━━━ Exercise material ━━━

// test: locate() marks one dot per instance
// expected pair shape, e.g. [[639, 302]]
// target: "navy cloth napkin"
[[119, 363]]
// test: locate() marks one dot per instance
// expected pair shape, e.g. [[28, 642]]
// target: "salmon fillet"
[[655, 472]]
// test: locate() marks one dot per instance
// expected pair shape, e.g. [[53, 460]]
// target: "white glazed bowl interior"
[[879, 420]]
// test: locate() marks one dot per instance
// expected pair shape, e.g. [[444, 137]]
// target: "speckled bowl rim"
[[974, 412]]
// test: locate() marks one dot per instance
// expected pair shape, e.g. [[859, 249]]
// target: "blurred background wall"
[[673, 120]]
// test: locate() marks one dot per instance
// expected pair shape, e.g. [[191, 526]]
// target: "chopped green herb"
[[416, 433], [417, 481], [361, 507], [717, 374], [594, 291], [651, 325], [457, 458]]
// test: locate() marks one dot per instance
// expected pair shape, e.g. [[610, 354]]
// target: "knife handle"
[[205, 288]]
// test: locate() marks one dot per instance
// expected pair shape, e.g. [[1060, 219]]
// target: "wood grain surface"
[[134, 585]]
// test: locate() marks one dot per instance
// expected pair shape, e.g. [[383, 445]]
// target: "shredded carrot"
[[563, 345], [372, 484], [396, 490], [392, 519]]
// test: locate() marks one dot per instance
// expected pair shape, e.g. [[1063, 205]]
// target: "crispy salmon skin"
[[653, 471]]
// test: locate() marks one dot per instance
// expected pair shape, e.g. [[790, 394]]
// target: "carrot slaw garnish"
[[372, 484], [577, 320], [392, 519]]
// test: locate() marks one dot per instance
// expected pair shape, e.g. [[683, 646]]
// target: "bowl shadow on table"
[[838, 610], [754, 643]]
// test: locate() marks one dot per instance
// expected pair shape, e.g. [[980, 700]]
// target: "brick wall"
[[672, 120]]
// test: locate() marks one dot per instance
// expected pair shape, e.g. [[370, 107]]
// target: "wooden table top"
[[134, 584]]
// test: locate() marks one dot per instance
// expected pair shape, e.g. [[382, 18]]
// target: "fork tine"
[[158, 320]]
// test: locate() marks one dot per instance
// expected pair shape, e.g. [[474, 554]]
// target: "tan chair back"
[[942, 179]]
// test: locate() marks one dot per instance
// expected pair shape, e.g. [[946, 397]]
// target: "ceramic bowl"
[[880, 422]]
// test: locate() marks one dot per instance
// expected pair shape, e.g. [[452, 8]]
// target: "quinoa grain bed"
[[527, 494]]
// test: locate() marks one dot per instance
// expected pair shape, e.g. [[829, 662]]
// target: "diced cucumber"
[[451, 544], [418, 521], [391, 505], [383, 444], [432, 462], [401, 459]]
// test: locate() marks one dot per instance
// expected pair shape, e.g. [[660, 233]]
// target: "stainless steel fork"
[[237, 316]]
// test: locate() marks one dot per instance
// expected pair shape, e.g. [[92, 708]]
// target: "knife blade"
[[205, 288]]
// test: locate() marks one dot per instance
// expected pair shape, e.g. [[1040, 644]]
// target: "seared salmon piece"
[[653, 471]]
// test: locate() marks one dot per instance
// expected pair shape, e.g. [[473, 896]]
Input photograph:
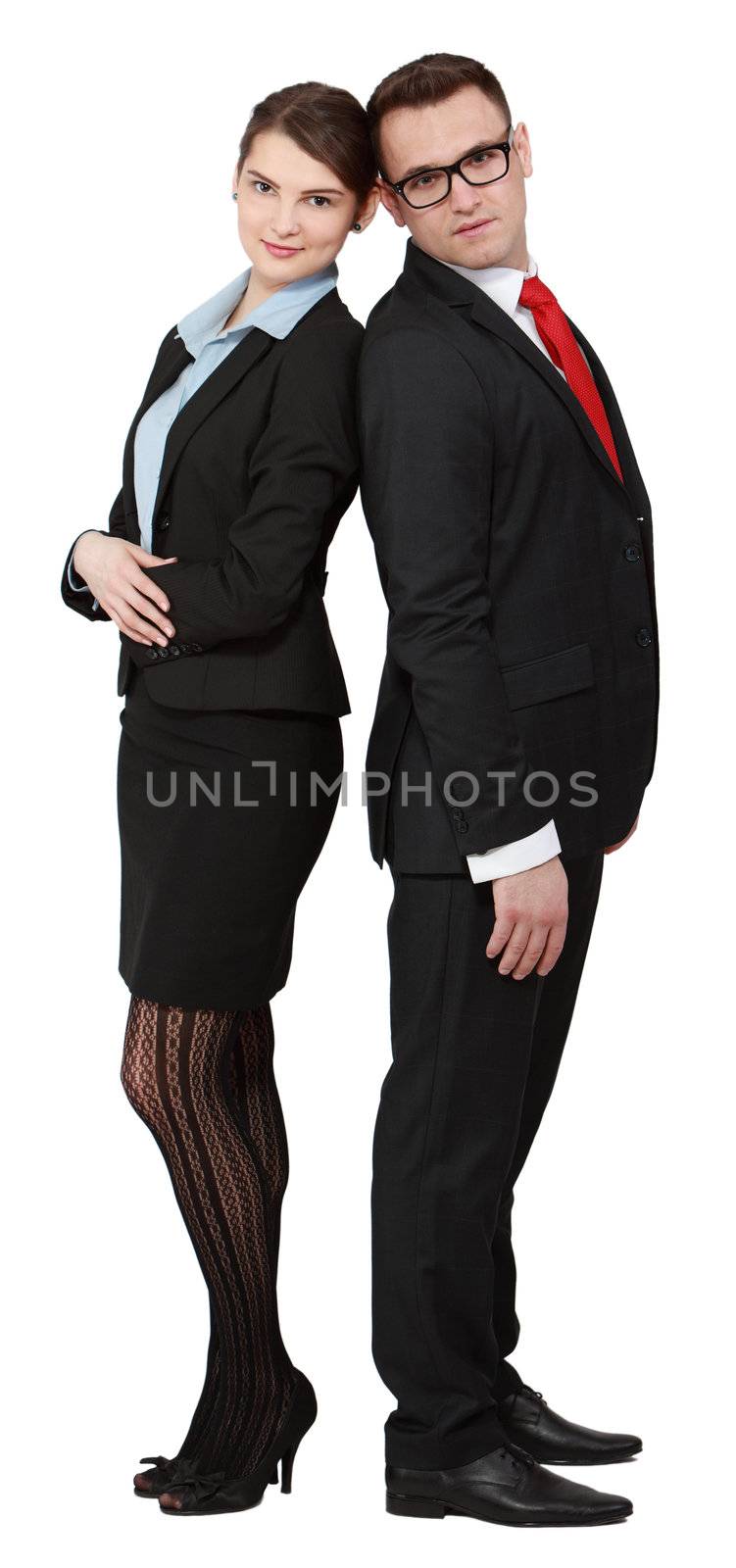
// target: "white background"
[[122, 129]]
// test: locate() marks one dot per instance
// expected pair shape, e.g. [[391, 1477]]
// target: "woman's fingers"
[[148, 603], [129, 621], [123, 624]]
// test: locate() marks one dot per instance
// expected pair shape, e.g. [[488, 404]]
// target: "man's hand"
[[531, 919], [112, 569], [621, 841]]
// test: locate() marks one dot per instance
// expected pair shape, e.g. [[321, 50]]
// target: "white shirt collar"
[[501, 282]]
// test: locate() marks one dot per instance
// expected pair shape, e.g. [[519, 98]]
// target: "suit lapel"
[[201, 404], [490, 316], [428, 274]]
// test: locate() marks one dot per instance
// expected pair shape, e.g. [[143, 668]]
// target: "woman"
[[240, 463]]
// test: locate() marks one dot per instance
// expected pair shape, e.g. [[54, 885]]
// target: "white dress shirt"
[[503, 284]]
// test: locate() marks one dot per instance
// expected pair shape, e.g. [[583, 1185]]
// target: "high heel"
[[216, 1494]]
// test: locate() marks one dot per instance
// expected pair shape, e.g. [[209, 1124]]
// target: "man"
[[512, 744]]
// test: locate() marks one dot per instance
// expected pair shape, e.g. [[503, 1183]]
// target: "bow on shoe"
[[203, 1487], [169, 1466]]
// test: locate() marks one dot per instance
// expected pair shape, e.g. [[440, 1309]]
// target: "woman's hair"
[[430, 80], [326, 122]]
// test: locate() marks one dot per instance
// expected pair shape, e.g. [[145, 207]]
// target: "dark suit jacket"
[[519, 580], [258, 470]]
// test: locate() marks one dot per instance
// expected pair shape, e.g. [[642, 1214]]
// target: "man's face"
[[475, 224]]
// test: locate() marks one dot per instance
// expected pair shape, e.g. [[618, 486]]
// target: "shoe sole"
[[435, 1509]]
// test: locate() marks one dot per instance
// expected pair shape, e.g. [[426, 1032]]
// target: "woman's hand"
[[112, 569]]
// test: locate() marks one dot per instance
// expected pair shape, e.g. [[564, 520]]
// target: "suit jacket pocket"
[[556, 674]]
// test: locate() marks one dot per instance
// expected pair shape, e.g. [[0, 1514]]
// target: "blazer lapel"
[[428, 274], [490, 316], [200, 405]]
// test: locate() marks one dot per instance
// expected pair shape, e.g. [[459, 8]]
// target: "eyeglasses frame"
[[452, 169]]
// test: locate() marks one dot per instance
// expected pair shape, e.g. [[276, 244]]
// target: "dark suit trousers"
[[474, 1058]]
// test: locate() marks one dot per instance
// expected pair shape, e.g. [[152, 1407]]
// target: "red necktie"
[[564, 350]]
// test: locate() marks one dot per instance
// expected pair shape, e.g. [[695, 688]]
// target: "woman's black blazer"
[[258, 470]]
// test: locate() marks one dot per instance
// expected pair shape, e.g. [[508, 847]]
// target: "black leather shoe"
[[504, 1487], [551, 1440]]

━━━

Repeat the listing above exactly, with no pictures.

// test: locate() marks one dot per instance
// expected pair shape, e.g. [[639, 302]]
// target: "navy cloth napkin"
[[119, 363]]
// test: locate() marks one dot per instance
// expected pair shape, e.g. [[28, 642]]
// target: "salmon fillet"
[[655, 472]]
// test: locate() marks one dot per instance
// expected pair shape, e.g. [[53, 460]]
// target: "white glazed bowl interior"
[[879, 420]]
// test: locate() marks one dot per instance
// expected pair shape, e.g. [[444, 137]]
// target: "speckled bowl rim"
[[974, 412]]
// test: locate() marks one dot per instance
// expected pair shape, e.g. [[859, 249]]
// target: "blurred background wall"
[[673, 120]]
// test: locate() marks one dot per instance
// expected pair shape, e.g. [[191, 526]]
// target: "chopped green herb"
[[416, 433], [417, 481], [361, 507], [717, 374], [594, 291], [651, 325], [457, 458]]
// test: locate() marks one dot per instance
// expected pair shape, e.g. [[610, 354]]
// target: "knife handle"
[[205, 288]]
// test: locate() marks one dot per instance
// expected pair shape, e.g. [[1060, 219]]
// target: "wood grain surface"
[[134, 585]]
// test: locate() marks one dot per instance
// expected pair shape, e.g. [[383, 445]]
// target: "shredded carrot"
[[563, 345], [372, 484], [396, 490], [392, 519]]
// test: locate() marks one dot per instance
// expected pair shape, e.g. [[1063, 205]]
// target: "crispy salmon skin"
[[653, 471]]
// test: locate() marks one dot per instance
// expected pair shape, e.g. [[790, 394]]
// target: "carrot slaw garnish"
[[372, 484], [577, 320], [392, 519]]
// test: locate() marks one dot per instance
// expected pair shape, e.g. [[683, 646]]
// target: "bowl shadow on table"
[[838, 610], [754, 643]]
// test: locate() marks one dot per instance
// expected pair shape, e.g. [[980, 700]]
// target: "brick wall"
[[672, 120]]
// test: locate() marks one dot per instance
// expected pair shape, e.g. [[370, 107]]
// target: "wooden table top"
[[134, 584]]
// test: locate() marks one dot per instance
// expected pair shape, e.g. [[382, 18]]
// target: "fork tine"
[[158, 320]]
// test: locate() marks one dot per instance
// expected pair shape, e.g. [[474, 554]]
// target: "tan chair back"
[[942, 179]]
// test: locate() marks one dot per instance
// expected pair shape, e.g. [[946, 397]]
// target: "ceramic bowl"
[[880, 422]]
// test: locate() marks one dot per instance
// expected pair shape, e.g. [[452, 8]]
// target: "quinoa grain bed"
[[527, 494]]
// test: locate() marks one dot per instance
// expected pair shape, e.g. [[829, 662]]
// target: "diced cucumber"
[[451, 544], [418, 521], [391, 505], [383, 444], [432, 462], [401, 459]]
// test: locate() marks one dot per instance
// expected pair shape, e.g. [[660, 233]]
// target: "stainless steel fork"
[[237, 316]]
// test: locate() marks one dot per instance
// expected pair shape, e.g. [[92, 708]]
// target: "knife blade"
[[205, 288]]
// test: locate() marks one dot per instance
// expected pair shape, e.g. [[1040, 644]]
// target: "seared salmon piece"
[[653, 471]]
// test: locate() marks one dot per instance
// expected pair shape, e.g. [[473, 896]]
Input photograph:
// target: "white background"
[[122, 129]]
// test: locate() marks one dot per instance
// expected pair shape, e.g. [[391, 1477]]
// target: "woman's fingers"
[[148, 603], [129, 621], [123, 624]]
// test: locate() marks one dot per instance
// expected pair shape, e.g. [[488, 404]]
// target: "man's hand"
[[531, 919], [112, 569], [621, 841]]
// test: locate() marks one dot per instance
// expected pair shape, e.g. [[321, 50]]
// target: "white shirt collar"
[[501, 282]]
// test: locate() marks one dot per instance
// expected pair shape, e.g. [[519, 98]]
// target: "suit lapel"
[[201, 404], [490, 316], [428, 274]]
// test: locate() marks one dot per instance
// expected pair shape, e.g. [[143, 668]]
// target: "woman"
[[240, 463]]
// test: locate() marks one dot per instance
// expected pair shape, e.g. [[54, 885]]
// target: "white dress shirt"
[[503, 284]]
// test: locate() marks one dot per instance
// expected pair shape, e.g. [[583, 1185]]
// target: "high heel"
[[216, 1494]]
// test: locate() marks one dot per instance
// expected pair shape, e.g. [[209, 1124]]
// target: "man"
[[512, 744]]
// test: locate() marks one dot per instance
// expected pair shape, e.g. [[503, 1183]]
// target: "bow on shoe"
[[203, 1487], [169, 1466]]
// test: locate() marks one dot per instance
// expected pair shape, e.g. [[440, 1309]]
// target: "woman's hair"
[[430, 80], [326, 122]]
// test: locate() marks one dot per instance
// expected pair shape, e.g. [[145, 207]]
// target: "dark suit jacket"
[[519, 580], [258, 470]]
// test: locate() marks one dot per instance
// expected pair shape, e.g. [[642, 1214]]
// target: "man's face"
[[475, 224]]
// test: locate() marks one dot per instance
// expected pair shape, e.g. [[618, 486]]
// target: "shoe sole"
[[435, 1509]]
// test: locate() marks one dot per instance
// expected pair shape, e.g. [[426, 1032]]
// target: "woman's hand"
[[112, 569]]
// test: locate() marks one dot per instance
// expected pair shape, e.g. [[564, 520]]
// target: "suit jacket pocket"
[[556, 674]]
// test: locate() marks one dot per instance
// expected pair shape, e.g. [[0, 1514]]
// target: "blazer lapel"
[[428, 274], [490, 316], [200, 405]]
// test: locate() marks one dot per instance
// expected pair shape, e.g. [[459, 8]]
// target: "eyeglasses frame"
[[452, 169]]
// test: locate() marks one dot per instance
// expected pair shape, e.g. [[276, 244]]
// target: "dark suit trousers"
[[474, 1058]]
// test: locate() marks one dot per instance
// expected pair shape, e.g. [[152, 1407]]
// target: "red necktie"
[[564, 350]]
// test: locate() marks one dot per instance
// expected pair shape, e.g. [[695, 688]]
// target: "woman's black blazer"
[[258, 470]]
// test: locate() marks one dot per instance
// expected pair shape, e.g. [[508, 847]]
// target: "black leather shoe"
[[504, 1487], [551, 1440]]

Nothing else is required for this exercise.